> Supplied text:
^^^^

The 2 bold lines do all of the work and are exactly the same as the 3 lines we wrote for df-to-json, just written more tersely. Everything else in the program just helps the programmer.

Here’s an implementation of xml-to-json, pay attention to the 3 bold lines:

#!/usr/bin/env python3

import json
import sys
import xmltodict

def main():
    if len(sys.argv) != 1:
        print("Usage: xml-to-json")

    xml_string = sys.stdin.read()
    data = xmltodict.parse(xml_string)
    print(json.dumps(data))

if __name__ == "__main__":
    main()

As we can see, the 3 bold lines in xml-to-json is implemented exactly as df-to-json suggests.

Binary data

UPDATE: An earlier version of the post erroneously claimed that unix pipes could not handle binary data. As such, this section has been simplified.

df-to-json

This is almost the same as df-to-json for textual formats, but we must change sys.stdin.read() to sys.stdin.buffer.read() as sys.stdin.read() assumes textual data.

#!/usr/bin/env python3

import df
import json
import sys

df_encoded_data = sys.stdin.buffer.read()

data = df.decode(df_encoded_data)
# json.dumps means make data encode data as a json string
print(json.dumps(data))

json-to-df

This is almost the same as json-to-df for textual formats, but we must change print() to sys.stdout.buffer.write() as print() assumes textual data.

#!/usr/bin/env python3

import df
import json
import sys

json_encoded_data = sys.stdin.read()

data = json.loads(json_encoded_data)

sys.stdout.buffer.write(df.encode(data))

No pre-written df library

All of the above assumed we found a pre-written df library which encoded and decoded df data for us. In practice, this is quite likely. We can find a pre-written library if df is a well known data format, if it’s proprietary and we have a relationship with the vendor, or if we designed the data format ourselves.

If we cannot find the library, then we’ll have to implement it. Once we do, we can use the same techniques as above and we’ll be able to use jq with data encoded as df.

The general problem of data encoding/decoding (if the data is textual, decoding is called parsing) is large and beyond the scope of this piece. In my experience, however, I’ve only had to implement custom df libraries for implicitly structured text either from a website, program logs, or a program output. We will go through one such example: channel lists from irc, a lively, ancient chat protocol that predates http.

Encoding/Decoding /list

An IRC server returns a list of channels when sent the command /list. This list is returned as pure text and since it’s text, it’s data, we can parse it, and use jq to transform it.

Here’s a sample from freenode, a popular irc server for developers.

##solvinglp(11): Liber Primus conversation only; this will be strictly enforced.
#tiddlywiki(8)
#optware(6): Optware-NG is now being built by nslu2-linux.org! | IRC Logs at: http://logs.nslu2-linux.org/livelogs/optware.txt
#app-business(8): Welcome to #app-business, where we discuss app business tactics and marketing!

^^^^

> Dataset excerpt:

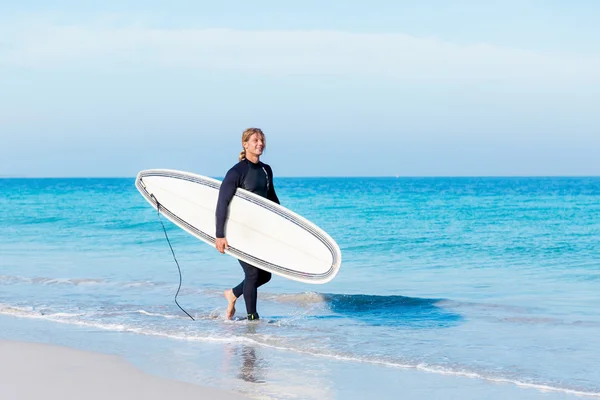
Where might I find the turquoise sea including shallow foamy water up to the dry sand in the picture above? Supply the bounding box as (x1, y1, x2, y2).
(0, 177, 600, 399)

^^^^

> Task list:
a. In the jq conversion article, what must the binary version of df-to-json use in place of sys.stdin.read()?
b. List every IRC channel name that appears in the freenode sample in the jq conversion article.
c. Continue the jq conversion article from the point where it stops.

> Numbered responses:
a. sys.stdin.buffer.read()

b.
##solvinglp
#tiddlywiki
#optware
#app-business

c.
#upt-packaging(3)
#rsqueak(4): RSqueak • Fast • https://github.com/HPI-SWA-Lab/RSqueak • http://speed.squeak.org/
#sugar-meeting(8): The meeting channel for the Sugar learning platform | Meeting logs at http://meeting.sugarlabs.org/sugar-meeting/meetings | See also #sugar | THIS CHANNEL IS ALWAYS LOGGED
#aerospike(3): Aerospike's Community Channel
#jsonnet(7): New website design http://jsonnet.org

We see

1. the channel name,

2. "("

3. number of users

4. ")"

   This may be followed by

   1. ": "

   2. The channel description.

5. "\n"

Here’s an implementation with the essential decoding lines bolded.

def decode_line(line):
    name = line.split("(")[0]
    users = int(line.split("(")[1].split(")")[0])
    if line.split(")")[1] == "\n":
        title = None
    else:
        title = line.split(")")[1][2:].rstrip()
    return {
        "name": name,
        "users": users,
        "title": title
    }

def decode(lines):
    return [decode_line(line) for line in lines]

def encode_channel(channel):
    if title:
        return "{}({}): {}\n".format(channel["name"], channel["users"], channel["title"])
    else:
        return "{}({}):\n".format(channel["name"], channel["users"])

def encode(channels):
    return "".join([encode_channel(channel) for channel in channels])

The key decoding lines are cryptic, but built on two simple ideas: string splitting by character, offsets, and whitespace stripping.

The name is everything before the first “(“

The number of users is everything between “(“ and “)”

The title, if it exists, is everything after “)”, with a 2 character offset to strip out “: ” from the beginning of every title, minus the newline at the end (which is taken care of by whitespace stripping).

Now that we’ve built this, we can use jq to transform it. If we want the channel names sorted by number of users, we can use jq:

cat channels.txt |\
./irc-list-to-json |\
jq -r 'sort_by(.users) | map(.name)[]'

Conclusion

• We saw that jq is extremely versatile. With a little bit of help it works not only on xml, but on any data format even if it’s binary.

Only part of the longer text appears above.